THE RECORDS.

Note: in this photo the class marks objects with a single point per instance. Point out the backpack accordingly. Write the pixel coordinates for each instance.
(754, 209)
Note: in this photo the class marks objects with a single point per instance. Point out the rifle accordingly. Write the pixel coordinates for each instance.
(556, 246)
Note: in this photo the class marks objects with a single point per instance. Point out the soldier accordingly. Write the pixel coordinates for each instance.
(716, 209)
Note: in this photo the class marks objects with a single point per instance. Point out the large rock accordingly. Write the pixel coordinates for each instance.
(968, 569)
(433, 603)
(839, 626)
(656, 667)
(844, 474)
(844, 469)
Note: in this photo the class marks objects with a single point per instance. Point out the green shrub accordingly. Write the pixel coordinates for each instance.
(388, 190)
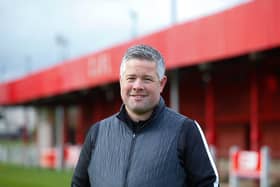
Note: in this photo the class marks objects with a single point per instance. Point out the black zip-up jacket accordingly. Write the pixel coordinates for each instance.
(167, 150)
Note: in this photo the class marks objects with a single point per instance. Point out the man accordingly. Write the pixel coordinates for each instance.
(146, 144)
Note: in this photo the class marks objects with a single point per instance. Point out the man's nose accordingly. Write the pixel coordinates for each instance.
(138, 84)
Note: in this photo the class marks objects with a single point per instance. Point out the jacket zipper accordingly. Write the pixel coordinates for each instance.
(129, 159)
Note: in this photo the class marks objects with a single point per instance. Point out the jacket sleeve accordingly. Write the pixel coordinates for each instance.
(80, 177)
(195, 156)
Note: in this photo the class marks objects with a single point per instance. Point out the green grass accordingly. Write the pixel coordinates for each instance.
(19, 176)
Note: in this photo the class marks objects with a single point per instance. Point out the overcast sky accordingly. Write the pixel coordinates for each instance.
(36, 34)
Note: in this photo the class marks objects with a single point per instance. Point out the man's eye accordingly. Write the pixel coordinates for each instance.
(148, 80)
(130, 78)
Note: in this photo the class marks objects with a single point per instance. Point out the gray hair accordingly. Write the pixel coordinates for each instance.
(144, 52)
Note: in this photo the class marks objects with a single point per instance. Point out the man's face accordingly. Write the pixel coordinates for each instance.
(140, 87)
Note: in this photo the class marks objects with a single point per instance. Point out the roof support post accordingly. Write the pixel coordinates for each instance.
(254, 111)
(174, 90)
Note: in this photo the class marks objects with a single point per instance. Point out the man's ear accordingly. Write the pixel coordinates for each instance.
(163, 83)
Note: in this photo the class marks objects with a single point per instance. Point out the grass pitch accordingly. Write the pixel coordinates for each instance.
(19, 176)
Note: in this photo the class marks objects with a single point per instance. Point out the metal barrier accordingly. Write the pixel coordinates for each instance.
(250, 165)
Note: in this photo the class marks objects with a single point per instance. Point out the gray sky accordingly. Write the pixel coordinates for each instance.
(36, 34)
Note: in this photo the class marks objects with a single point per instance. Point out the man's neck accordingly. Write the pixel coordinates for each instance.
(139, 117)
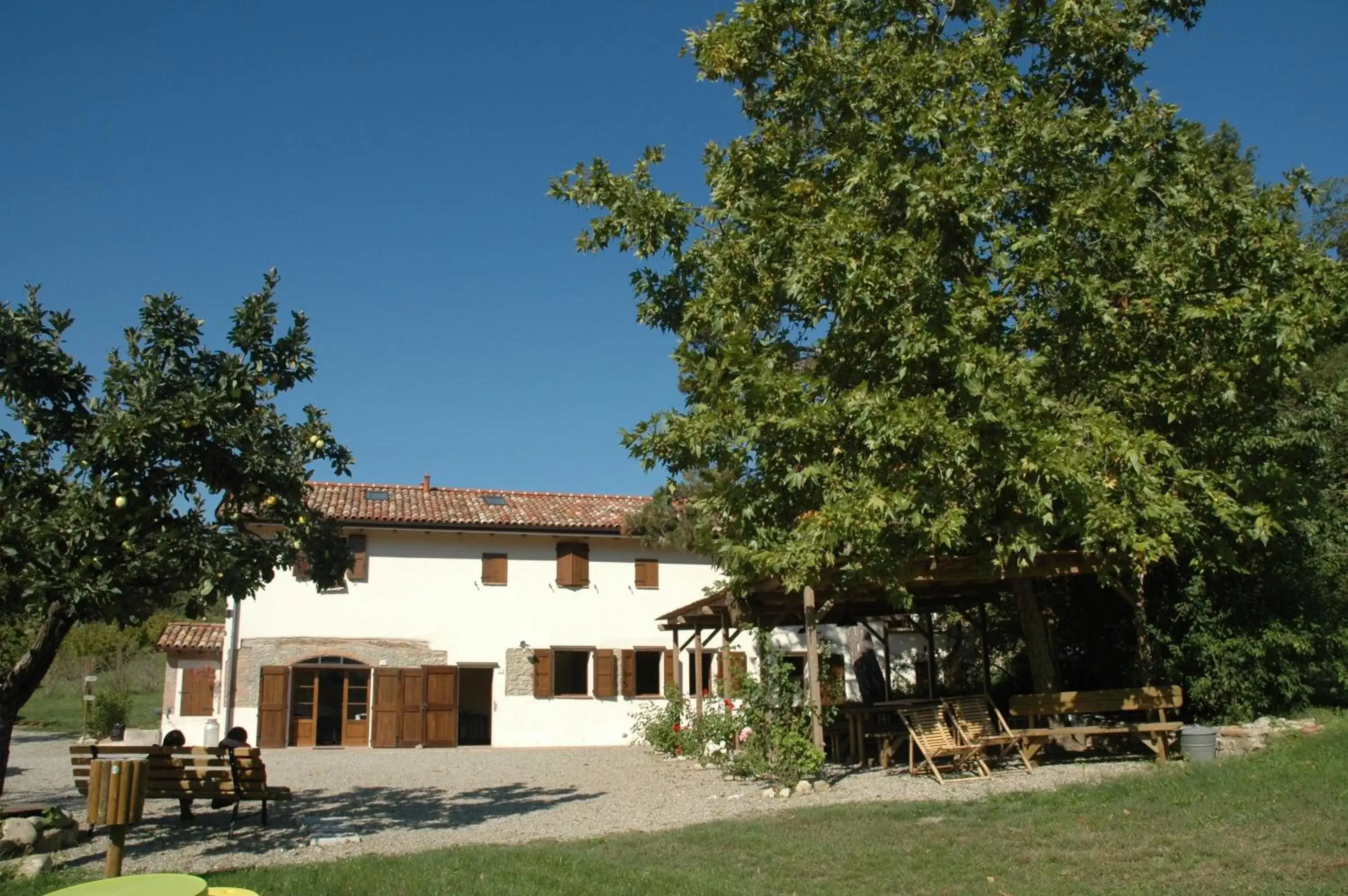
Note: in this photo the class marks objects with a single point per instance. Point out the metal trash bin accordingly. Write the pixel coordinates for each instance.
(1199, 743)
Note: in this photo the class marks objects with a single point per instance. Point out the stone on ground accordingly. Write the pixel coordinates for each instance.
(19, 830)
(26, 868)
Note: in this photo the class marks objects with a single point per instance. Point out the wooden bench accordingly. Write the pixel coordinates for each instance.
(1153, 701)
(192, 772)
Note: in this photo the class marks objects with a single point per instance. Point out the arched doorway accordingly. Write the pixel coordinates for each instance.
(329, 702)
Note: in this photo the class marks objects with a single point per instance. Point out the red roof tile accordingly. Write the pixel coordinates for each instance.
(193, 636)
(452, 507)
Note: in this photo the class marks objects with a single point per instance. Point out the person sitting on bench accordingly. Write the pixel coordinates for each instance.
(174, 740)
(235, 737)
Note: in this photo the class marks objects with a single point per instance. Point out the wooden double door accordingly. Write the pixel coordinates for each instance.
(416, 706)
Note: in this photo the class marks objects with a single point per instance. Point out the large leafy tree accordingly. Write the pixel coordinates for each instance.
(119, 504)
(963, 288)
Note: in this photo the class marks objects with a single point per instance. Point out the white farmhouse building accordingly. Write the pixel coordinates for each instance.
(471, 617)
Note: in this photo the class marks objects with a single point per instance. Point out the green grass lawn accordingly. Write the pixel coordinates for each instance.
(1276, 822)
(61, 712)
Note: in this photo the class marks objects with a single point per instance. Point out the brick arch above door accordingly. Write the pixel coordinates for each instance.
(257, 652)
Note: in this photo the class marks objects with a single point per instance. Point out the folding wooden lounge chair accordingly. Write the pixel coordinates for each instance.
(983, 728)
(929, 733)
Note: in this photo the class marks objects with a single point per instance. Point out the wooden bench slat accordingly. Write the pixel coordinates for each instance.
(1122, 700)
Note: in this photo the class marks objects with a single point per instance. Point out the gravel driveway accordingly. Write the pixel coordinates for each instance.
(417, 799)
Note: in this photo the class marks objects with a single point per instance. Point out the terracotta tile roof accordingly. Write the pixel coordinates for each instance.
(467, 508)
(193, 636)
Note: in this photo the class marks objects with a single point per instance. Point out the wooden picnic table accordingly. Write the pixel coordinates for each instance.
(860, 717)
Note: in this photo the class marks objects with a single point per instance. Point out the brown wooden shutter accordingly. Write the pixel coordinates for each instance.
(273, 693)
(647, 573)
(441, 705)
(494, 569)
(670, 669)
(606, 674)
(544, 673)
(386, 708)
(412, 706)
(360, 558)
(199, 692)
(629, 673)
(573, 565)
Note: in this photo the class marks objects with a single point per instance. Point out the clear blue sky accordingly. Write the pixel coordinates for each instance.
(391, 161)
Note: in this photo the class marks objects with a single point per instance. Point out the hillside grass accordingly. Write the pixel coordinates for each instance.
(1276, 822)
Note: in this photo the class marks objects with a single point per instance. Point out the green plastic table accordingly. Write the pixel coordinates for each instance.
(138, 886)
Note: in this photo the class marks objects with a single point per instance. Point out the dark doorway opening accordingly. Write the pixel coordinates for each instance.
(328, 729)
(475, 706)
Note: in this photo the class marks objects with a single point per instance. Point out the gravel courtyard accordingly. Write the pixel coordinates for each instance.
(417, 799)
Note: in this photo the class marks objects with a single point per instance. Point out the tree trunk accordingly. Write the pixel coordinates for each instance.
(19, 683)
(1044, 665)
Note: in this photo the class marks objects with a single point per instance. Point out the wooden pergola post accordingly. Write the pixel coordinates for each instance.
(812, 661)
(987, 659)
(726, 662)
(697, 670)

THE TASK.
Your reply must match the data above line for line, except that it holds no pictures.

EXERCISE ANSWER.
Note: in this photo the class marks objects with a single point per instance. Point out the backpack accordingly. Write the pixel coordinates for each instance.
(754, 209)
Note: in this photo the class marks objects with a single point per instance. Point out the rifle accordingly. Write the pixel coordinates for each instance.
(556, 246)
Note: in this photo the class marks objects with a single point per instance. Point out the soldier accordingly. Write the pixel coordinates for each instance.
(716, 209)
Note: in this photo the class marks objects with a single point per instance. Point out the large rock accordingly. Write the pixel coordinates for each instance.
(968, 569)
(433, 603)
(839, 626)
(656, 667)
(844, 474)
(844, 469)
Note: in this photo the class marks objects with a single point per instance. Point out the green shrub accordingly. Write the pixel coordinates for each instance.
(388, 190)
Note: in this photo the class marks objects with a single point per instance. Point out the black zip-up jacket accordingly. Write the pixel coordinates for each instance.
(167, 150)
Note: in this photo the class marks objects with a single point per instance. Point out the man accordingly. Write the pixel coordinates for each instance.
(146, 144)
Note: in this photo the class marks objects with a single point per instance. Point out the man's nose accordingly. Write the pixel coordinates for each instance.
(138, 84)
Note: in this photo the class marks objects with a single point per instance. Point out the jacket zipper accordingly. Write the pixel coordinates for each instance.
(129, 159)
Note: in this photo the class marks objects with a single point per instance. Point out the jacket sleeve accordingly. Write the pixel coordinates for each instance.
(80, 177)
(195, 156)
Note: in this photo the class marks objects with a single point per instance. Point out the green grass accordingly. Write the pixel coordinates for each instance.
(19, 176)
Note: in this photo the class marks objects with a single point per instance. Point out the overcast sky accordingly. Write the pixel coordinates for each instance.
(36, 34)
Note: in this photo the class marks objects with a single point per instance. Point out the man's eye accordingly. Write the pixel coordinates for each instance.
(148, 80)
(130, 78)
Note: in this photo the class marks objects with a single point per instance. Point out the gray hair accordingly. Write the pixel coordinates for each instance.
(144, 52)
Note: in this photo the class marks objects with a single point per instance. Point out the man's face accordingly. Write the pixel coordinates for each instance.
(140, 87)
Note: in this photo the class marks objects with a single point per instance. Point out the roof support post accordingly. Write the pixel coordinates for each instance.
(254, 111)
(174, 90)
Note: in this photo the class marks objects with a single point per instance. Point out the man's ear accordingly. Write the pixel coordinates for each instance.
(163, 83)
Note: in this photo the class marks objects with a single point per instance. Point out the grass pitch accordingly. Write the pixel coordinates for each instance.
(19, 176)
Note: in this photo the class marks objects with a single point per instance. Point out the metal barrier accordingly. Write the pixel coordinates for each instance.
(250, 165)
Note: in this photo the class marks objects with a single point per instance. Point out the gray sky accordingly. Write the pixel coordinates for each instance.
(36, 34)
Note: in this photo the class marks objects with a single point per instance. Point out the man's neck accordingly. Write the pixel coordinates for each instance.
(139, 117)
Note: in this photo the class marks objects with a single point per instance. Point out the metal trash bin accordingly. Write the pixel coordinates for each instance.
(1199, 743)
Note: in this photo the class marks objects with a single point per instance. Point out the stone on ground accordingly. Write the pixel coordinates for each instance.
(19, 830)
(26, 868)
Note: in this photo the class marks objects with a single point per instance. Point out the wooden bench accordingly. Write the pixel coordinates for each instance.
(1153, 701)
(192, 772)
Note: in this photo the class marks objects with a single point per instance. Point out the arched doorway accordingly. Write the pixel coordinates for each instance.
(329, 702)
Note: in this photo the class marks objects with a single point per instance. Point out the red roof tile accordingly. Write the pixel coordinates for each instance.
(193, 636)
(452, 507)
Note: in this photo the class marks objects with a single point per instance. Point out the person sitting on bench accordingly. Write the pixel coordinates for each instance.
(174, 740)
(235, 737)
Note: in this photo the class marks objects with a single point per instance. Point out the wooden double door accordingly. Write the pixel coordinates for each instance.
(416, 706)
Note: in this photo the class marks objects with a single point per instance. Point out the large leafy tree accordingly. Write the pixel coordinates for each instance.
(119, 504)
(963, 288)
Note: in this photo the class marks objects with a single point per instance. Point out the white farmhouse building accordingly. Write the pixel coordinates for each instance.
(471, 617)
Note: in this photo the class marks objects with a single point per instance. Point out the green grass lawn accordingly. Write the pixel coordinates for each instance.
(1276, 822)
(61, 712)
Note: in this photo the class marks objects with a single point per instance. Point out the brick arch above door accordingly. Write the pixel coordinates for each instance.
(257, 652)
Note: in this photo the class marks objects with a single point per instance. Point out the folding wooden lounge chair accordingly. Write the pixel coordinates for each instance.
(983, 728)
(929, 733)
Note: in this photo the class marks objects with a single point per instance. Point out the wooden bench slat accordingly. Write the pixel coordinates for each instance.
(1122, 700)
Note: in this photo the class marks objects with a single point per instance. Point out the gravel driveway accordingly. Write the pixel coordinates for each instance.
(417, 799)
Note: in this photo the class marks objects with a single point per instance. Point out the terracotta tile roof accordingly. Write the pixel coordinates for each instance.
(467, 508)
(193, 636)
Note: in this photo the class marks objects with a single point per instance. Point out the wooden picnic table accordingly. Write the pixel coordinates for each instance.
(860, 717)
Note: in this photo the class marks objects with a single point per instance. Point out the brown wooden shutter accordingly. Write the pixel coordinates for each instance.
(273, 693)
(647, 573)
(441, 705)
(494, 569)
(670, 669)
(606, 674)
(544, 673)
(386, 708)
(412, 706)
(360, 558)
(199, 692)
(629, 673)
(573, 565)
Note: in this photo the class marks objects with a single point per instance. Point out the clear blue sky accordingly. Write the pixel coordinates for each instance.
(391, 161)
Note: in this photo the class marks objects with a single point per instance. Point out the hillside grass accordingly. Write the pixel coordinates for each instance.
(1276, 822)
Note: in this photo the class marks objects with a single point per instance. Point out the green plastic table accordingly. Write the pixel coordinates for each instance.
(138, 886)
Note: in this photo the class marks objects with a single point per instance. Point out the dark doorway opening accordingly. Write the pixel coordinates for each instance.
(328, 729)
(475, 706)
Note: in this photo the class marks objects with a single point per instance. Point out the gravel courtyard accordingly. Write the pixel coordinates for each instance.
(417, 799)
Note: in this photo the class marks objects with a single point per instance. Point out the tree trunk accordingly. Write the pixel coordinates for each instance.
(19, 683)
(1044, 665)
Note: in this photo the class marks objects with a single point per instance. Point out the wooden pergola post accordingly. Write the pixel coordinates for each instance.
(812, 661)
(987, 659)
(726, 662)
(697, 670)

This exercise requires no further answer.